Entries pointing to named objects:
++++++++++++++++++++

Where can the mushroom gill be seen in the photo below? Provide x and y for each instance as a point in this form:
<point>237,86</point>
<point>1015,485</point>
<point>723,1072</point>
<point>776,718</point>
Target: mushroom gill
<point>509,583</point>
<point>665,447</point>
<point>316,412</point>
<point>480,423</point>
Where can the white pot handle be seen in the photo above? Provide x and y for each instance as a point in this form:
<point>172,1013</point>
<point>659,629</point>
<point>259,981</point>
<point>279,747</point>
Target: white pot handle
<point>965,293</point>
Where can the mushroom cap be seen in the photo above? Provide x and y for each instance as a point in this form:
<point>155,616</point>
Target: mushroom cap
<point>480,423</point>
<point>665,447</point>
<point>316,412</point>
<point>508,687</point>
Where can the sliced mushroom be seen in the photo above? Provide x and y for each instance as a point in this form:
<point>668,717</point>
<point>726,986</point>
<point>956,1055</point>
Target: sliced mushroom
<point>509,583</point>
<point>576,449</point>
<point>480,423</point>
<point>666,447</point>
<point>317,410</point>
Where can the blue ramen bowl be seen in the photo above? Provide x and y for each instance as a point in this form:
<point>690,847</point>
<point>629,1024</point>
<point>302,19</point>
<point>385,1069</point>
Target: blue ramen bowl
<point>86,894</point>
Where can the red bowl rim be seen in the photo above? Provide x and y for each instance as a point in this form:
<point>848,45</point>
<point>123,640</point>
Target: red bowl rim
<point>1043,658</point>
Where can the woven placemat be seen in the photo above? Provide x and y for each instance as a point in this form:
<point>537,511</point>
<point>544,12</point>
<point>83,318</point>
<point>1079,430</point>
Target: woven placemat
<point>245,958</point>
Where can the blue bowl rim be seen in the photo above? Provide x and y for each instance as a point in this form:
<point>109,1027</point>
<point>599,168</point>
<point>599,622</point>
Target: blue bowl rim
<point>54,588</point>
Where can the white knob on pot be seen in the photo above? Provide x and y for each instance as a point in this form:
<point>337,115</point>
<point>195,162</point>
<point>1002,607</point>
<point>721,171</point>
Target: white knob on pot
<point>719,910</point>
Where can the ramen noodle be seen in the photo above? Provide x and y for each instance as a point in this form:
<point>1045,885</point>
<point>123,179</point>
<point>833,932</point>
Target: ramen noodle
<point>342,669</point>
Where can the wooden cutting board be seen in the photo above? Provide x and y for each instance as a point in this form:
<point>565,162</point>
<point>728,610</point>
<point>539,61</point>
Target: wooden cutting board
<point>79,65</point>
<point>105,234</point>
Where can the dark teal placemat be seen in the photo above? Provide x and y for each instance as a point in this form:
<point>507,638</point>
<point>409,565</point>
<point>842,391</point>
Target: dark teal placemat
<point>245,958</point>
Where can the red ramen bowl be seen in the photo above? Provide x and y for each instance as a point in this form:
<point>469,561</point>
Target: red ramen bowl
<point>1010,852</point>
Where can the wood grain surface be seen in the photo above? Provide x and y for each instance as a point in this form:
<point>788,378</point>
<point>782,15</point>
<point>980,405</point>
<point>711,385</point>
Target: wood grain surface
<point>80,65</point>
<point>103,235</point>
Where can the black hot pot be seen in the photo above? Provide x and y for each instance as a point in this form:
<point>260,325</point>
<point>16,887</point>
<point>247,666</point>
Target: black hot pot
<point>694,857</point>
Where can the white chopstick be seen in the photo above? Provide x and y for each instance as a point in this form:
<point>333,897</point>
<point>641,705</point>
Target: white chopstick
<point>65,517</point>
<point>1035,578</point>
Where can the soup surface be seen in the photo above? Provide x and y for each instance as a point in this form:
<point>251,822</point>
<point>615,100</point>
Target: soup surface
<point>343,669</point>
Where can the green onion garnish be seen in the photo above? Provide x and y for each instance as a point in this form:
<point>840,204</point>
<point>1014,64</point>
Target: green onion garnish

++++++++++++++++++++

Rewrite the records from the first line through the line containing "<point>965,293</point>", replacing "mushroom gill" with "mushroom stem" and leaving everything else unchanged.

Where can the mushroom stem be seen in the photo below? Provide x and y for each instance as a point in this form:
<point>237,86</point>
<point>1015,485</point>
<point>723,1072</point>
<point>776,718</point>
Target: mushroom stem
<point>509,583</point>
<point>665,447</point>
<point>316,412</point>
<point>480,423</point>
Where can the white pot handle be seen in the photo above? Provide x and y for each instance as a point in this form:
<point>172,1013</point>
<point>659,629</point>
<point>259,981</point>
<point>279,747</point>
Target: white pot handle
<point>965,293</point>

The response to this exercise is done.